§ **EXERCISE DETAILS**: Locate every line in the data below that contains the string "white". Copy each of those lines in full.

[Shape labeling records]

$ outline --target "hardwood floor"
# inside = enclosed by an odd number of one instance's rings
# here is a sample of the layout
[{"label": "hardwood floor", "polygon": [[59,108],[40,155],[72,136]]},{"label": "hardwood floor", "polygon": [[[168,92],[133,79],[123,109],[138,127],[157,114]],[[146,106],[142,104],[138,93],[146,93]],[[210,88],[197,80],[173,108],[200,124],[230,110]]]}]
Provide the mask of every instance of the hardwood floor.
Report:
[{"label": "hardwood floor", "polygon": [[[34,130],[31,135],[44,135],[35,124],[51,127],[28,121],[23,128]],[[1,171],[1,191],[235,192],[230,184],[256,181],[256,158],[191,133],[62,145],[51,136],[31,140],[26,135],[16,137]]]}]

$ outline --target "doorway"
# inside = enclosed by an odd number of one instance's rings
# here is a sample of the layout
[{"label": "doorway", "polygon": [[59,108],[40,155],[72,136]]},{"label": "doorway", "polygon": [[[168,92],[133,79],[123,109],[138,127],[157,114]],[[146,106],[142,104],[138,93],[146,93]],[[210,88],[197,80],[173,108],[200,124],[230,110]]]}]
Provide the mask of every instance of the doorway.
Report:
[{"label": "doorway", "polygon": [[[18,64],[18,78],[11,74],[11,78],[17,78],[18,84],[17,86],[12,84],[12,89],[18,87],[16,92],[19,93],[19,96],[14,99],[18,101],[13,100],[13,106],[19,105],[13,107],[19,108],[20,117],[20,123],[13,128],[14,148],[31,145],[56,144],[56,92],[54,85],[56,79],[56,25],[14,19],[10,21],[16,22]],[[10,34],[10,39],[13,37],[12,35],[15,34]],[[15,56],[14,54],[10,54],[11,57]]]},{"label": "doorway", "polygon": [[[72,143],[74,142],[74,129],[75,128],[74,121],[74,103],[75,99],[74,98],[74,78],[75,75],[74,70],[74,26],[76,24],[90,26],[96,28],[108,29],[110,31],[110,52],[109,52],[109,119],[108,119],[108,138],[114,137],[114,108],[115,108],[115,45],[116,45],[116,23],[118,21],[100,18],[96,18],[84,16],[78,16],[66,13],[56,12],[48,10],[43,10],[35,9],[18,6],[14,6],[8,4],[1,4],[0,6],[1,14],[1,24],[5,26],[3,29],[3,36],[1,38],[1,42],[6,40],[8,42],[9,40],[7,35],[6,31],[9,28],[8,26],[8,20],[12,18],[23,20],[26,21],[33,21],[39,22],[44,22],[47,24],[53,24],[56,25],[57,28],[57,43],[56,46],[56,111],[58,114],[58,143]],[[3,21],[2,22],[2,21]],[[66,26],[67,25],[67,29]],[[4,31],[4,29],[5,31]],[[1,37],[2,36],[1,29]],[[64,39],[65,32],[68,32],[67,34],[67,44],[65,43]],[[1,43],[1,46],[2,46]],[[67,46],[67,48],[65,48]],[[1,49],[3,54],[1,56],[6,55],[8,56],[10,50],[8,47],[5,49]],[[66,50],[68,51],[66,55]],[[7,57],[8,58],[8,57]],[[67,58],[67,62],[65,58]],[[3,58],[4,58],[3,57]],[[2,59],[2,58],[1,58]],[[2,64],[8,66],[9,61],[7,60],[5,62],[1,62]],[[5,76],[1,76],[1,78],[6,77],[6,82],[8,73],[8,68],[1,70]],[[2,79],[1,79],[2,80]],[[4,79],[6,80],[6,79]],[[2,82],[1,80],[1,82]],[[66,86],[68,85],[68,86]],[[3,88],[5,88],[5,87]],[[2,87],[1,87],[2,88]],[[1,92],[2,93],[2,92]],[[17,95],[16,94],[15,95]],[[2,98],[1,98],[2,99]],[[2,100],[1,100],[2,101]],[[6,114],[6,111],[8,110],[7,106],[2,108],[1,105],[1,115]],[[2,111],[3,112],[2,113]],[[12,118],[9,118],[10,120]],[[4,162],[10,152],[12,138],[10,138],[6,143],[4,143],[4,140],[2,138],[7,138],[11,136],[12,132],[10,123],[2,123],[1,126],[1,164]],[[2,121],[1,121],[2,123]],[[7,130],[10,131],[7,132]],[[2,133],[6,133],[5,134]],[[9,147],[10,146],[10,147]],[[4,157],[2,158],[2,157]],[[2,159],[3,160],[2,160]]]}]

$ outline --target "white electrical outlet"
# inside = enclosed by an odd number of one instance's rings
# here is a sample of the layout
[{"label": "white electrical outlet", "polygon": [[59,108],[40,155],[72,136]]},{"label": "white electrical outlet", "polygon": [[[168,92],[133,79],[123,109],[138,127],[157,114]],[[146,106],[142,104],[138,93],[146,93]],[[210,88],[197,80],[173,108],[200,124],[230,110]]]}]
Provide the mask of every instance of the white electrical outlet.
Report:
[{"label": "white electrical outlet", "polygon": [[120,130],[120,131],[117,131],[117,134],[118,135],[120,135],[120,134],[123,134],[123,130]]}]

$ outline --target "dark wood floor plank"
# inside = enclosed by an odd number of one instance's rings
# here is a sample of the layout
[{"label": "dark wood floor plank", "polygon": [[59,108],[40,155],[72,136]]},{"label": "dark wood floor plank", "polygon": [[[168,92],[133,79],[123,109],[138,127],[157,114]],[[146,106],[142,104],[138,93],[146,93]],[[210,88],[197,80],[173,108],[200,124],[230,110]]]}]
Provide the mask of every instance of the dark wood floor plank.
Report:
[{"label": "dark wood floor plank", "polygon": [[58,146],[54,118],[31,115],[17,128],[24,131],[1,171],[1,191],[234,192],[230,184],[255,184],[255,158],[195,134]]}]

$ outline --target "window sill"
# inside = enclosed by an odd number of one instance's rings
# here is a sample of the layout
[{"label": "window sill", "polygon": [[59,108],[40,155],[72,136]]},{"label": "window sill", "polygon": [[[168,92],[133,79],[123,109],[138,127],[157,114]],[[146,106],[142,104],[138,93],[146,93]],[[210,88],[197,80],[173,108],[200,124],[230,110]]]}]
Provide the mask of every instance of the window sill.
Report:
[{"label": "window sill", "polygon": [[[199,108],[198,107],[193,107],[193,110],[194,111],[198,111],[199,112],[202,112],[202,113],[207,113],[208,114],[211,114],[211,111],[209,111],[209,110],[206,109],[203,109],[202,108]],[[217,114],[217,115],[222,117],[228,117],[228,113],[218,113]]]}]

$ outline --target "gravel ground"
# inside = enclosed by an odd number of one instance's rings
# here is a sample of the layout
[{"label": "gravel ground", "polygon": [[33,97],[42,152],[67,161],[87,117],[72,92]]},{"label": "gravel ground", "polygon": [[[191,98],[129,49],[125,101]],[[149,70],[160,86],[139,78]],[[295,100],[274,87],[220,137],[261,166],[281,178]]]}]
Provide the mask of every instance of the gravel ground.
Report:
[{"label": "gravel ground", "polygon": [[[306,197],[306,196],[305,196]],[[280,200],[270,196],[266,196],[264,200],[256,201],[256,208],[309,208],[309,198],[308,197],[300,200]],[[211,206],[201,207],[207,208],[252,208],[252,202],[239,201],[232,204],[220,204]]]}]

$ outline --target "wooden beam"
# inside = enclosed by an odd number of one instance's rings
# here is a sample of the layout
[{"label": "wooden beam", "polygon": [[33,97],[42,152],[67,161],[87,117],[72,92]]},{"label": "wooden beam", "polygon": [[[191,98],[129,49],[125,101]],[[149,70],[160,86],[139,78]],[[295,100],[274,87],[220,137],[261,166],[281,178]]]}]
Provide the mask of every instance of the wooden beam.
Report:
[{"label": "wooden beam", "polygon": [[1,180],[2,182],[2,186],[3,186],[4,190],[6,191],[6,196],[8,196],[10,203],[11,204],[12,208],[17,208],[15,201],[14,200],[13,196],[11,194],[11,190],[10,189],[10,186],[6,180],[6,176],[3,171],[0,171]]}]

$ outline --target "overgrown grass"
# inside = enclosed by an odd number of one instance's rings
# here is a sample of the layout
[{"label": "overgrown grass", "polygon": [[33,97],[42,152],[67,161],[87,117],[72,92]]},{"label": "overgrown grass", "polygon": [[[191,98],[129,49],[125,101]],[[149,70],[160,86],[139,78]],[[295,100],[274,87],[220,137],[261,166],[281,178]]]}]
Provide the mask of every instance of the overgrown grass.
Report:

§ **ANSWER FOR THE TASK**:
$ outline --target "white electrical outlet"
[{"label": "white electrical outlet", "polygon": [[59,108],[40,155],[72,136]]},{"label": "white electrical outlet", "polygon": [[[168,92],[133,79],[123,109],[138,127],[157,114]],[[146,106],[142,104],[138,93],[146,93]],[[210,88],[197,80],[173,108],[200,124],[230,110]]]}]
Provide the mask of every instance of the white electrical outlet.
[{"label": "white electrical outlet", "polygon": [[120,130],[120,131],[117,131],[117,134],[118,135],[120,135],[120,134],[123,134],[123,130]]}]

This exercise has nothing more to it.